» Given exercise 1: According to the passage on ultraviolet absorbers, what compound is Uvinul MC-80 the trade name for?
» Given exercise 2: Pull out a section of the passage on ultraviolet absorbers word for word, beginning at "Michael Hüllmann, a" and stopping after "into anisaldehyde acetal.".

» Text:

--- --- ---

However, ultraviolet absorbers are complex molecules, and tend to be expensive to synthesise and purify. BASF's laboratories, which work around a similar integrated 'Verbund' system to the rest of the company, have proved an effective resource for finding unexpected ways to make these compounds.

One example of this is Uvinul MC-80. This is the trade name for ethylhexyl cinnamate, an ester of cinnamic acid, which absorbs UV-B radiation. BASF has supplied the raw materials to manufacture cinnamates for some years, but had not produced the final product itself because the process would have been uneconomic. However, collaborations between chemists and process engineers provided the key to reducing the cost of the process.

Michael Hüllmann, a BASF chemist, designed the synthesis while working on reactions involving ketenes. In an adjacent lab, colleagues were working on cinnamate synthesis, and Hüllmann realised that ketenes could be the key to producing cinnamates cheaply. The crucial reaction here would be to insert a ketene into anisaldehyde acetal.

--- --- ---

» Data block:
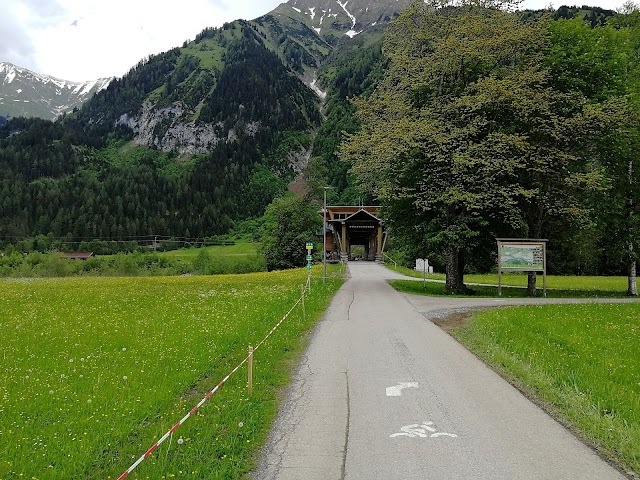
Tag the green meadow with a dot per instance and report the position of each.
(556, 282)
(580, 362)
(95, 370)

--- --- ---

» Correct response 1: Ethylhexyl cinnamate.

» Correct response 2:
Michael Hüllmann, a BASF chemist, designed the synthesis while working on reactions involving ketenes. In an adjacent lab, colleagues were working on cinnamate synthesis, and Hüllmann realised that ketenes could be the key to producing cinnamates cheaply. The crucial reaction here would be to insert a ketene into anisaldehyde acetal.